» **Trecho do texto**
---+---

O encontro de Ailton Krenak com a Bienal Internacional do Livro do Ceará

Em sua primeira passagem pelo evento literário do Estado, o escritor e líder indígena reflete sobre o potencial da arte como edificante de uma nação e aproveita para estreitar laços com parentes locais

Escrito por Roberta Souza , roberta.souza@diariodonordeste.com.br
Legenda: Ailton Krenak discutiu a ancestralidade nas narrativas e o papel da arte na construção da identidade de um povo
Foto: FOTO: HELENE SANTOS

Enquanto desenhava uma dedicatória para o amigo Daniel Munduruku na primeira página da obra "Ideias para adiar o fim do mundo", Ailton Krenak lembrou-se de uma provocação: "você nunca vai ser um escritor famoso riscando o livro dos outros desse jeito". A frase havia sido dita pelo mesmo colega, ao pé do ouvido, num dos primeiros encontros dos dois em eventos literários do País. Nunca foi esquecida e tampouco lembrada. É tanto que para o mesmo interlocutor, o líder indígena de Minas Gerais estava a dedicar, em meio a um intervalo da XIII Bienal Internacional do Livro do Ceará, traços e mais traços de uma literatura que vai muito além das palavras escritas.

---+---

Registros de anotação de pontos em imagens

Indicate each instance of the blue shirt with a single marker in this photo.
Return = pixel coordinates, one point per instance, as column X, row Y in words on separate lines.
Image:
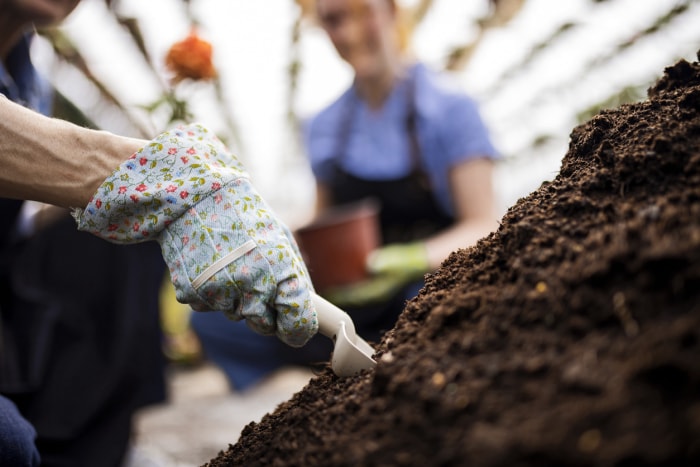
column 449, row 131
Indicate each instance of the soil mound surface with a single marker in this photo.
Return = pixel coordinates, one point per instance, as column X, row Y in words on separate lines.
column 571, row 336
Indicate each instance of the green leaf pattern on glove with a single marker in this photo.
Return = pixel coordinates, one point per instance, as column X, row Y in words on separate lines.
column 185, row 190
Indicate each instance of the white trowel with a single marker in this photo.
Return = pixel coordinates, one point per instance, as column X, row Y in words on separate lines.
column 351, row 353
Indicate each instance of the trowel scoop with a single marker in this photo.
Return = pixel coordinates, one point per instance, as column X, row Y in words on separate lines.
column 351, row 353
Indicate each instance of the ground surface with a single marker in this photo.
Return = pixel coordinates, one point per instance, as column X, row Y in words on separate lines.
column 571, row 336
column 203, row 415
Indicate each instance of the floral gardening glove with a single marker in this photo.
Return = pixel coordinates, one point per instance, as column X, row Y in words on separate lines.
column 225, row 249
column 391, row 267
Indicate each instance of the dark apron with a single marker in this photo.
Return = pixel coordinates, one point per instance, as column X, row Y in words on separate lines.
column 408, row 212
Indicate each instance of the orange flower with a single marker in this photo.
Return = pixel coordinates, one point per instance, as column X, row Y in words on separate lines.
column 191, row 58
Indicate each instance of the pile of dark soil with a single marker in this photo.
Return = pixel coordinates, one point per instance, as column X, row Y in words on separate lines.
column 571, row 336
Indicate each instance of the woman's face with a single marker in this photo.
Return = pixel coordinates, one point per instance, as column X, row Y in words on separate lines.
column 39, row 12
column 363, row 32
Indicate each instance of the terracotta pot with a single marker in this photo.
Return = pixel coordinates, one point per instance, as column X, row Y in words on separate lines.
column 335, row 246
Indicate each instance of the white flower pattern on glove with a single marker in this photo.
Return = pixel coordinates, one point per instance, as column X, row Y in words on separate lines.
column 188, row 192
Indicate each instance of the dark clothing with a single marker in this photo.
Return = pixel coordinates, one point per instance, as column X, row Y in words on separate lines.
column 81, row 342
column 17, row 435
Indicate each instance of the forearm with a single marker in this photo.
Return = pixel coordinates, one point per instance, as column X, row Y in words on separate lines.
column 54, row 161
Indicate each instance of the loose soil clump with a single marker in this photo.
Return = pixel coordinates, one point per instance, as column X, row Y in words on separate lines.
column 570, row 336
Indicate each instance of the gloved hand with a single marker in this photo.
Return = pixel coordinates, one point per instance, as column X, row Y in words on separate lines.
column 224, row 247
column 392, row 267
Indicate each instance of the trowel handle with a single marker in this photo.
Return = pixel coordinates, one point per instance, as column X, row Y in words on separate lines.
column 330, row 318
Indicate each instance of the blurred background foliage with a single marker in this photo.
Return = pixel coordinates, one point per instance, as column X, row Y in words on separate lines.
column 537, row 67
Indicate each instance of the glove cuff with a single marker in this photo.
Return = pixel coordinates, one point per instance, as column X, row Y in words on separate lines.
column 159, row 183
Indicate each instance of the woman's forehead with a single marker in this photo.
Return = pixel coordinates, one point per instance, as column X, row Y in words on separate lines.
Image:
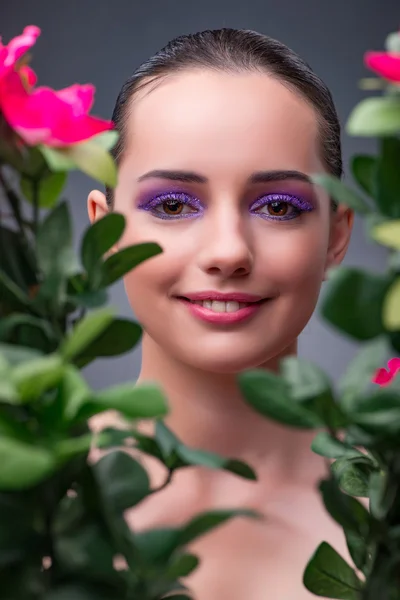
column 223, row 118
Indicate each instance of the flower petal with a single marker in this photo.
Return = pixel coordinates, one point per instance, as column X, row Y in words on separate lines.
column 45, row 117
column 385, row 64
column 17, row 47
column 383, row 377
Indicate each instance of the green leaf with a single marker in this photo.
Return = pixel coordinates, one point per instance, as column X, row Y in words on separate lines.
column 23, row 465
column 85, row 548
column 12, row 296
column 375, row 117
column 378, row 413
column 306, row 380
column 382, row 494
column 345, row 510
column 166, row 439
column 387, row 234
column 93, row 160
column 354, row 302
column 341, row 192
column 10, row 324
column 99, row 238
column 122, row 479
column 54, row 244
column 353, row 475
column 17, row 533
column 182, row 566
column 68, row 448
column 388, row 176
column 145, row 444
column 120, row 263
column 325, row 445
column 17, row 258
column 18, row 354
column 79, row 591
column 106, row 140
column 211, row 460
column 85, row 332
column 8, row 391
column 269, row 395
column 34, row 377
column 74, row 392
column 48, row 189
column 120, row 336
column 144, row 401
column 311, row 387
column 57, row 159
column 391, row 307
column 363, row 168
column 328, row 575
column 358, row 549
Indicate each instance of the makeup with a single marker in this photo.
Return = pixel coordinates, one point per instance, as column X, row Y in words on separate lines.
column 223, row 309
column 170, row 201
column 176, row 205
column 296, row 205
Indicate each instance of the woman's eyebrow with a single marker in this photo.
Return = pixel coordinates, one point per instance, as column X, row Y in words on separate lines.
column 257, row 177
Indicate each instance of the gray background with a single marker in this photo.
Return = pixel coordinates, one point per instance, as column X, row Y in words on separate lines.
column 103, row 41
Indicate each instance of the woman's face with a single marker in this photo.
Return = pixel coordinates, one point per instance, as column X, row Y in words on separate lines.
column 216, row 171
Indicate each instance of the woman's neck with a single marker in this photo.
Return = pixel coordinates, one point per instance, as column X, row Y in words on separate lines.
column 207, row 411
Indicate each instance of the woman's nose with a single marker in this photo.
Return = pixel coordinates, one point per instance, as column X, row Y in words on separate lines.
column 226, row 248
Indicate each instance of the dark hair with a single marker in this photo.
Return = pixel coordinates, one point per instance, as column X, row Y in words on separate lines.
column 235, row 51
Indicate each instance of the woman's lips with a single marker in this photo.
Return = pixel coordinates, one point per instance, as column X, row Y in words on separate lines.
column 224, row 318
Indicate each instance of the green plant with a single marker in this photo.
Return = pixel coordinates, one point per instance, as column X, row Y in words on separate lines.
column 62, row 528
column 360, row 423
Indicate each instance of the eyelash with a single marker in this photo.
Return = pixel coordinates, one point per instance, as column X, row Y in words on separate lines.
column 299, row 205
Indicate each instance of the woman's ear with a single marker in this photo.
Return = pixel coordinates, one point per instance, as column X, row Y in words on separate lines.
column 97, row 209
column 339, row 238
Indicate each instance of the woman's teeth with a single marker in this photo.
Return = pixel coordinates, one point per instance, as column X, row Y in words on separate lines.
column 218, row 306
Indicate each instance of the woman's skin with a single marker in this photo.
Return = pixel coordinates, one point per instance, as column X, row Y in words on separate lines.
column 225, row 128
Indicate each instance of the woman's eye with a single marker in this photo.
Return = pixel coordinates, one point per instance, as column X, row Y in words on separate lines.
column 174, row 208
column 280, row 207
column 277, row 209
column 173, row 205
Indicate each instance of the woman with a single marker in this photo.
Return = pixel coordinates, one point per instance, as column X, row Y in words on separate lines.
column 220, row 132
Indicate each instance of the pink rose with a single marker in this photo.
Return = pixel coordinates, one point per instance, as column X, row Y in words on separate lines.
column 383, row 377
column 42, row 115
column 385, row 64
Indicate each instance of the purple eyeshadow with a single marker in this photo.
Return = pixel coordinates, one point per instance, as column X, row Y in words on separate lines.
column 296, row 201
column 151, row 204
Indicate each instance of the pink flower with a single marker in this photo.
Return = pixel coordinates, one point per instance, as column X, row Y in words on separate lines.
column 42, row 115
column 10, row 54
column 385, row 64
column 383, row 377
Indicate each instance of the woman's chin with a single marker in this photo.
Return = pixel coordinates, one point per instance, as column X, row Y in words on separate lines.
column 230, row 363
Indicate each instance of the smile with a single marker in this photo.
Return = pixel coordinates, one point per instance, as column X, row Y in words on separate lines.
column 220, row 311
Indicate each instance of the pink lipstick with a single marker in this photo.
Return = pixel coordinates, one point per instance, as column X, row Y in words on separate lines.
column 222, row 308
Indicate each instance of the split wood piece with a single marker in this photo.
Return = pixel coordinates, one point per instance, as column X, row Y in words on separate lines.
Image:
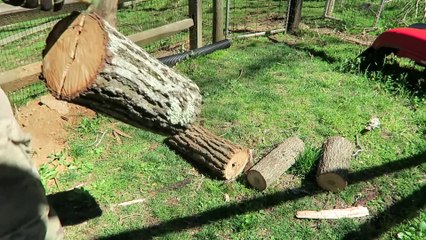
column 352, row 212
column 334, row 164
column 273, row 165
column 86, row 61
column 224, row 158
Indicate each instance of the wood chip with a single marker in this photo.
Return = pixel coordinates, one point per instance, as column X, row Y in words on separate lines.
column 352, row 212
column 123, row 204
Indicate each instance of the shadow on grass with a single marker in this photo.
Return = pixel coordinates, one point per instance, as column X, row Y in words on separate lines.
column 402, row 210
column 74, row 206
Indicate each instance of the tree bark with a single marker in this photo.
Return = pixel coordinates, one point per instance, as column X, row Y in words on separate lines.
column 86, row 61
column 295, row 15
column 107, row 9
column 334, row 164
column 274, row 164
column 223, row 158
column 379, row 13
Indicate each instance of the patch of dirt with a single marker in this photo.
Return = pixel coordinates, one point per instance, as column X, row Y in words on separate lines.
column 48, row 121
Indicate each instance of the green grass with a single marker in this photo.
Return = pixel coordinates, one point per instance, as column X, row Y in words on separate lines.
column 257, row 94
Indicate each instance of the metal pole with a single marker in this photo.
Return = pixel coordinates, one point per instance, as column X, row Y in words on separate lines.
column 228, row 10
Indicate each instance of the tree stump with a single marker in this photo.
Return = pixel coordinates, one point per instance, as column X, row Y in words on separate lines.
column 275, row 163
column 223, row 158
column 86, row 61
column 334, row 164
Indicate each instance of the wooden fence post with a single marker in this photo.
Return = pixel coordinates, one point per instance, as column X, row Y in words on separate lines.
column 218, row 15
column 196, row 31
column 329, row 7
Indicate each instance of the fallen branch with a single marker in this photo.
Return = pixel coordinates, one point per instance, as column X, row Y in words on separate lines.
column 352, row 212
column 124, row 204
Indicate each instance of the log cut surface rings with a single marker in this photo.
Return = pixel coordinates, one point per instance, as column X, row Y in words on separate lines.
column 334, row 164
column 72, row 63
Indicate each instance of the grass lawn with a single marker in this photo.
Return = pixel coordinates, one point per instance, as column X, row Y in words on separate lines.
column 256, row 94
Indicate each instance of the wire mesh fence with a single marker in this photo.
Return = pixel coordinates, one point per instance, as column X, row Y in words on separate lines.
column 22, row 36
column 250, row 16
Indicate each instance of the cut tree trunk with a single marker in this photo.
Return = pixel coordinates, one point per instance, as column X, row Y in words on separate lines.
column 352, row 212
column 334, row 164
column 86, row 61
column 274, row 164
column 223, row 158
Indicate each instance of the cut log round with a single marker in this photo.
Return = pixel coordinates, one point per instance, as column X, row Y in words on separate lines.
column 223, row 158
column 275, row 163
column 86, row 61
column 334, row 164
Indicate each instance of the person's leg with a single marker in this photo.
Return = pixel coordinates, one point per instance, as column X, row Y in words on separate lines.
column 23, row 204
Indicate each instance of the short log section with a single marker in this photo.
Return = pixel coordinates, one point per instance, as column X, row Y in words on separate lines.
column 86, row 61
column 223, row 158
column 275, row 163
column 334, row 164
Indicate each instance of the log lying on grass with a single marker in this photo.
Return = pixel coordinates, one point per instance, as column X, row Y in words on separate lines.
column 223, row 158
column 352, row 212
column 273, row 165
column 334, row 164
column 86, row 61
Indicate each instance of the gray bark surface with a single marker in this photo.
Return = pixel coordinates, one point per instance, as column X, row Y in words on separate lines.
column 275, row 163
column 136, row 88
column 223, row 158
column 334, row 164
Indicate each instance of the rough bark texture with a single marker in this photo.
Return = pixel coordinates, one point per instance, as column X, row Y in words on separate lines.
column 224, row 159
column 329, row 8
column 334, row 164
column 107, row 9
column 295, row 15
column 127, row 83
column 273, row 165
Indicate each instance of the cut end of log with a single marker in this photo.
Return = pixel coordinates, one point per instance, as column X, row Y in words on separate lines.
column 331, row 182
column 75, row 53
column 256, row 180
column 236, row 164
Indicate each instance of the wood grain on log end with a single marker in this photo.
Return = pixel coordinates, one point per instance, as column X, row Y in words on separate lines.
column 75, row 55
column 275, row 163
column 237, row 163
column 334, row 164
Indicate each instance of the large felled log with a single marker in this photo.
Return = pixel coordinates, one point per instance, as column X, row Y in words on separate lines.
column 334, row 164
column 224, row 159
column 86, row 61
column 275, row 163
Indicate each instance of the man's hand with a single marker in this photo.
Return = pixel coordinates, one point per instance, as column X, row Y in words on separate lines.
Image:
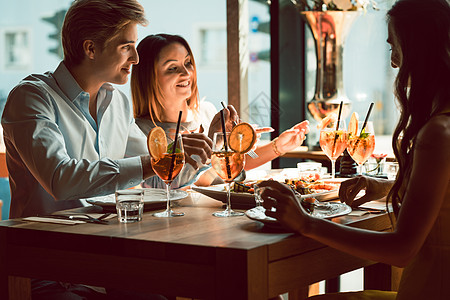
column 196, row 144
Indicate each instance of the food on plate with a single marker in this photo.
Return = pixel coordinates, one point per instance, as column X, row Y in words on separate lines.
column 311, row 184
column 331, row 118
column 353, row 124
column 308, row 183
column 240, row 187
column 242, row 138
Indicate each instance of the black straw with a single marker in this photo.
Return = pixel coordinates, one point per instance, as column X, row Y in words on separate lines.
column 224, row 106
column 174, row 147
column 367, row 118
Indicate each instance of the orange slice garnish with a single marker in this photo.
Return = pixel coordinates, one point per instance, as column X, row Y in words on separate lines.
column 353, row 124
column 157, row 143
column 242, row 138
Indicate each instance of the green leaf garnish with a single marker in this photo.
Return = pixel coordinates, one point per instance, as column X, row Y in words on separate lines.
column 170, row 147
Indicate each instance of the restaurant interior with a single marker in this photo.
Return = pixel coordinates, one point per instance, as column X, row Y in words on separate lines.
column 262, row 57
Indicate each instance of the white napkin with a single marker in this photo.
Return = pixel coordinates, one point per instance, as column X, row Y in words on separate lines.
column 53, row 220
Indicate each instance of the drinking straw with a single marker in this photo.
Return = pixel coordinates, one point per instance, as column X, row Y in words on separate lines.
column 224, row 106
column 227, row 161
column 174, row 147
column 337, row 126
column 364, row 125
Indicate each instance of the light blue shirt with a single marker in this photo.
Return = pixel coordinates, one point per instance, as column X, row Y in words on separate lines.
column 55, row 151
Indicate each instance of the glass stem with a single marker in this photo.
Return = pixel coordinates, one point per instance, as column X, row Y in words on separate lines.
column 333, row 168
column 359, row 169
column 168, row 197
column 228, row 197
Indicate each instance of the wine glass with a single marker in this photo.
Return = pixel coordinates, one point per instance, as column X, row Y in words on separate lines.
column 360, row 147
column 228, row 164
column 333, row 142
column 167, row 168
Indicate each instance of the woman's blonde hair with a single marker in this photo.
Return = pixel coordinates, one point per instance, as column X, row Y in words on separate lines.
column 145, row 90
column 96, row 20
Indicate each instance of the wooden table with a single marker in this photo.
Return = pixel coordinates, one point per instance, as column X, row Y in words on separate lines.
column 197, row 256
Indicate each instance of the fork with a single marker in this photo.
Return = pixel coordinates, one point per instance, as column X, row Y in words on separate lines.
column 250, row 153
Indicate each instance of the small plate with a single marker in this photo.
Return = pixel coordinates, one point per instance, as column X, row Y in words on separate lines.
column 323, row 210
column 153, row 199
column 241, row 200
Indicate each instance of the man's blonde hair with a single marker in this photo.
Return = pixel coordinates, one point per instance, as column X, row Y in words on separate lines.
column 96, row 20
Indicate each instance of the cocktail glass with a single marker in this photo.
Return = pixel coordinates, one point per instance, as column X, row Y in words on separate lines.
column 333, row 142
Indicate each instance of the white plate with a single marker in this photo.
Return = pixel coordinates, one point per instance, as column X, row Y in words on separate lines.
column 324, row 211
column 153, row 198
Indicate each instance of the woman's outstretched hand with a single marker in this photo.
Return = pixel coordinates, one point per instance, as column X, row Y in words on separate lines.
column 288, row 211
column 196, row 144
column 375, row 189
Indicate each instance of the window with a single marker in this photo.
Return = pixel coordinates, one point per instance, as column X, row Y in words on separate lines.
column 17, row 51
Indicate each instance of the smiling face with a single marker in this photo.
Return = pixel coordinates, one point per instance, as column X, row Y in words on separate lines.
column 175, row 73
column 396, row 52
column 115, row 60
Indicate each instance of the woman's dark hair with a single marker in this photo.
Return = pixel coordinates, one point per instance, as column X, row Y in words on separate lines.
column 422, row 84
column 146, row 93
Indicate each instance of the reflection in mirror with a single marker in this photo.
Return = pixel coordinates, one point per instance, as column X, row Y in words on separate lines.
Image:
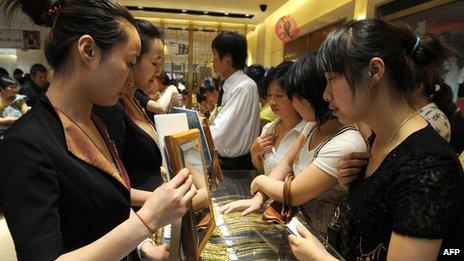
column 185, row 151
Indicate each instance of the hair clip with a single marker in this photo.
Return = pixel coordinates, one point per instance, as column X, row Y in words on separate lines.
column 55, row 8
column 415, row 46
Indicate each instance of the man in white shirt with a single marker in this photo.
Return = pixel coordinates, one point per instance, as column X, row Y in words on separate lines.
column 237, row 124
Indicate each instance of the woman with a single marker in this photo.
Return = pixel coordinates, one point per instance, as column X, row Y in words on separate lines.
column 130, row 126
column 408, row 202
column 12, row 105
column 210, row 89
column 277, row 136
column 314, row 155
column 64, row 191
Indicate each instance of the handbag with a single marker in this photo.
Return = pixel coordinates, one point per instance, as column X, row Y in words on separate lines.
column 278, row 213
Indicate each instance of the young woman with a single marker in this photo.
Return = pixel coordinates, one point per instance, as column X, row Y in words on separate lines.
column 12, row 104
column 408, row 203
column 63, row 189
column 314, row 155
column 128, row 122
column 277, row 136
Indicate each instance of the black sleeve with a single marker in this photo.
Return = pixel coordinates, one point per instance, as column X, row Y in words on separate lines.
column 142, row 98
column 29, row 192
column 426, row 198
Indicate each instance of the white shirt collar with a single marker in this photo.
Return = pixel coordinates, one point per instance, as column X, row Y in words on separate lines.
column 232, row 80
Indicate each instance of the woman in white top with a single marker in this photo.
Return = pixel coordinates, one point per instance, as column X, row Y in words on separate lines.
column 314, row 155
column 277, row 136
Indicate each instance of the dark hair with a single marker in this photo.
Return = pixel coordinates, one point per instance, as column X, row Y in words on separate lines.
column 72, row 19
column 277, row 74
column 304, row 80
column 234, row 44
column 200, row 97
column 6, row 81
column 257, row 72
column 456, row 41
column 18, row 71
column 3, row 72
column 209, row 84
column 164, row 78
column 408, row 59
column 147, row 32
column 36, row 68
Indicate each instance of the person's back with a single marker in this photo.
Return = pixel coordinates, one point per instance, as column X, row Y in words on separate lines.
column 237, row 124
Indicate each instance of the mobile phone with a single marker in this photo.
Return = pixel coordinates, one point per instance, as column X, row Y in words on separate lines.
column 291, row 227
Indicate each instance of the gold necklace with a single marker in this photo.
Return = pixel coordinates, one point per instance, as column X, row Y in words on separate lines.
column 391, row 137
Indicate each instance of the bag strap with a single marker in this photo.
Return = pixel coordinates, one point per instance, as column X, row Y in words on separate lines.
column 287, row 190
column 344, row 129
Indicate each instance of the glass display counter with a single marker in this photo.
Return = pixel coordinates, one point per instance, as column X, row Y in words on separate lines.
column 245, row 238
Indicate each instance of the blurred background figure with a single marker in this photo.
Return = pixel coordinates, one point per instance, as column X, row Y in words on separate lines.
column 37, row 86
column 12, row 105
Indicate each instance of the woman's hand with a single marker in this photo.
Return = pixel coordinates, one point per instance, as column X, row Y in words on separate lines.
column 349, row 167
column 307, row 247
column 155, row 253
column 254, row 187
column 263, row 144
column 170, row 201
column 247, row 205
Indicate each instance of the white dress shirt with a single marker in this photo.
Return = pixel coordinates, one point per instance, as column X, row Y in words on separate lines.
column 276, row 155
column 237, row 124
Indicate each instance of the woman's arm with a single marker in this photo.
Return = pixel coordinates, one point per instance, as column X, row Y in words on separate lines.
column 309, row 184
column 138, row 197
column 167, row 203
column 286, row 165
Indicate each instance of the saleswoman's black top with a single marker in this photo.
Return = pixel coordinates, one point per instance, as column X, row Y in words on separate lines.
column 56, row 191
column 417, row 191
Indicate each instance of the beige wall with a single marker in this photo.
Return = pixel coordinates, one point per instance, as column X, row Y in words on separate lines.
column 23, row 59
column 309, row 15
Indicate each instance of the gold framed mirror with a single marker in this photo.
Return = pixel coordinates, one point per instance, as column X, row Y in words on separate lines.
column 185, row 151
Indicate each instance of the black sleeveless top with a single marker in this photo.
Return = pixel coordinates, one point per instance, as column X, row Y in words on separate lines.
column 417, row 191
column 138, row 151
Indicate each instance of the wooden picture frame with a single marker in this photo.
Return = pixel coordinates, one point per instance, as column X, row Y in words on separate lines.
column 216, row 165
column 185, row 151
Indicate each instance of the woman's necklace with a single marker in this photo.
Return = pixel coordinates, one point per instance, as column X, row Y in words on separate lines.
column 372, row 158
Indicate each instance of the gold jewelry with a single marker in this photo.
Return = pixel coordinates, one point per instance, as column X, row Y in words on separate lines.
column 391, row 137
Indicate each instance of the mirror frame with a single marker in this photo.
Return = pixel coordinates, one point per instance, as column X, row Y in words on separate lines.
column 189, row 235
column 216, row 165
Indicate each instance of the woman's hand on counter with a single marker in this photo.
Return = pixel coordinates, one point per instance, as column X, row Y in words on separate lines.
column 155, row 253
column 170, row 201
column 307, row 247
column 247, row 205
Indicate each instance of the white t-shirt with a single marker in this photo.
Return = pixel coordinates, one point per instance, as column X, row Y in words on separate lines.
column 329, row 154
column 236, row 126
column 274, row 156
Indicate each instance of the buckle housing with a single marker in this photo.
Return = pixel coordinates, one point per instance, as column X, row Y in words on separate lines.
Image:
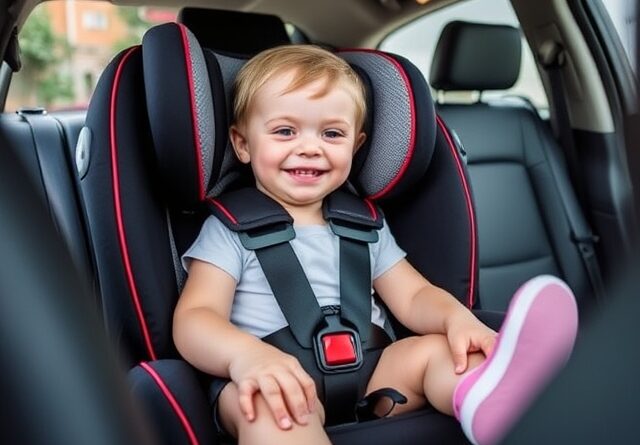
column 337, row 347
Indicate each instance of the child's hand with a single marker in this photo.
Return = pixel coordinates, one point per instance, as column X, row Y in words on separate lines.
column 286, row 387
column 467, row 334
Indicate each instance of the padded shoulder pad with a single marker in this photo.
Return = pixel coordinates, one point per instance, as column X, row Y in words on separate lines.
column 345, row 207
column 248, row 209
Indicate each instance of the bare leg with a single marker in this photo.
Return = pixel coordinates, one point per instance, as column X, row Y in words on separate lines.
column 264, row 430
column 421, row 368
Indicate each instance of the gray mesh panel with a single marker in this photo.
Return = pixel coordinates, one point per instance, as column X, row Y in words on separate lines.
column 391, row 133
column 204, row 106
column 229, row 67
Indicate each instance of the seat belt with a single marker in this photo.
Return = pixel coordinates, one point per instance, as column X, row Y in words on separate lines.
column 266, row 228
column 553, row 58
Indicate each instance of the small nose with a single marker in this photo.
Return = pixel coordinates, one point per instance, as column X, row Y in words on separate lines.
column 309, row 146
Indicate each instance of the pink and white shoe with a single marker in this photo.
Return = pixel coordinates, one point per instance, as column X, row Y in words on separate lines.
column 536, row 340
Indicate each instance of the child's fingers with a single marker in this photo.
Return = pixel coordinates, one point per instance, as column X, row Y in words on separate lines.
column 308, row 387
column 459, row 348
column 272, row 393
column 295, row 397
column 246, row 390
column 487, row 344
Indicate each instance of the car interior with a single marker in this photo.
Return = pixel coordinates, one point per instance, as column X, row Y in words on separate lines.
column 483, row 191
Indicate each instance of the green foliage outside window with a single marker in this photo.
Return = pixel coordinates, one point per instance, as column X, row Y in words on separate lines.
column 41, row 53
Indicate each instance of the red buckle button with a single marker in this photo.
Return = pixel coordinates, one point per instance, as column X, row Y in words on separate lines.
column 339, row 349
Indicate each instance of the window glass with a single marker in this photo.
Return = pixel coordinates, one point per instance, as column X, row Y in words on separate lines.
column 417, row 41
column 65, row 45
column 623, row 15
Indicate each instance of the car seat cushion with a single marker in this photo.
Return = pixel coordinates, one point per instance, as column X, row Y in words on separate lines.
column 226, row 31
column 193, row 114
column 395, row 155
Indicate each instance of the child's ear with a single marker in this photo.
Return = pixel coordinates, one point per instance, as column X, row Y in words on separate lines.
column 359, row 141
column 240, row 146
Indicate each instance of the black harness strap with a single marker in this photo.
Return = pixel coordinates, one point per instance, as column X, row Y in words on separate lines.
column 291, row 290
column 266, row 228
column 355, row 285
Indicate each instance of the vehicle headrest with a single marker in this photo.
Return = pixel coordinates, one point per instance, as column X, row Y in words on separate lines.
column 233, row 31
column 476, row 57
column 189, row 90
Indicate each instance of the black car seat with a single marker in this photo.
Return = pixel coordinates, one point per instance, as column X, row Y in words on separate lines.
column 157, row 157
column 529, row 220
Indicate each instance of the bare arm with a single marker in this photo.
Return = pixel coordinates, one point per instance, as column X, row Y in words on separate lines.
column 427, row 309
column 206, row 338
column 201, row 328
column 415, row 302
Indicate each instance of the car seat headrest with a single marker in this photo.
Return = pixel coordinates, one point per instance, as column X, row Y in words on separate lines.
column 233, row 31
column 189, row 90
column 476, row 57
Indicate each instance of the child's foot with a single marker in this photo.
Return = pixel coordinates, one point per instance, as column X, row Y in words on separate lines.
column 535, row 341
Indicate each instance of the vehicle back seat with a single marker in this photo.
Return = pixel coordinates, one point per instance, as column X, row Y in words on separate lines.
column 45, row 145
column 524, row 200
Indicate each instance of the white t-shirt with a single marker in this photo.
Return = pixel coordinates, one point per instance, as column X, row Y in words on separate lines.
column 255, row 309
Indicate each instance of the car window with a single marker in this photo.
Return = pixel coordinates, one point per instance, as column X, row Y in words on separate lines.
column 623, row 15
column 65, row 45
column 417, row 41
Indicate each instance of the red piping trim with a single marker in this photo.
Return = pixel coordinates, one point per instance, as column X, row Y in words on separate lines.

---+---

» **Objetivos**
1. Segundo o texto sobre Ailton Krenak, em qual obra ele desenhava a dedicatória para Daniel Munduruku?
2. Prossiga o texto sobre Ailton Krenak a partir do último parágrafo apresentado.

» **Respostas por tarefa**
1. "Ideias para adiar o fim do mundo"

2.
"A possibilidade de uma literatura indígena é uma descoberta recente do público e, para um eventual leitor, ela é uma novidade. Eu até escrevi uma vez um pequeno texto refletindo sobre isso, retomando a ideia das inscrições rupestres, das cavernas, dos paredões, abrigos da antiguidade onde nossos ancestrais deixavam marcas, e relacionando isso com a ideia de que as narrativas da oralidade são de alguma maneira essa literatura", arremata Krenak, instantes após a dedicatória.

Convidado a falar sobre as narrativas de seu povo e a memória dos antigos no espaço "Oralidade, Ancestralidades e Mestres da Cultura" da Bienal do Ceará, o escritor e ambientalista comemorou o protagonismo conferido a ele, Munduruku (PA) e Cristino Wapichana (SP), por exemplo. "Promover esse lugar que tem sido chamado de 'lugar de fala' para cada interlocução, seja ela no campo da questão de gênero, de raça, de cultura, e no caso do povo indígena, assegurando nossa voz, eu acho que é fazer a coisa certa", pontua.

Durante muito tempo, na história do nosso País, não foi dada atenção para isso. O que existe de bom na literatura a favor dos índios e feito por não-indígenas é muito bacana, muito bem-vindo, mas está na hora dessa literatura ser literatura indígena, feita pelos indígenas, narrada pelos indígenas. Que esse encontro se dê entre pessoas, sem mediação", defende.

Arte política

A trajetória de Ailton, pertencente à etnia crenaque e nascido na região do médio Rio Doce, é atravessada pela atuação política frente às causas de seu povo. Um dos exemplos disso foi sua participação na Assembleia Nacional Constituinte que elaborou a Carta Magna Brasileira de 1988. Já naquela época, ele protestava por dignidade. E um capítulo inédito sobre a proteção dos direitos dos indígenas na Constituição foi garantido graças à essa luta. Ao lançar olhar crítico sobre o Brasil de hoje, Krenak revisita um passado não tão distante.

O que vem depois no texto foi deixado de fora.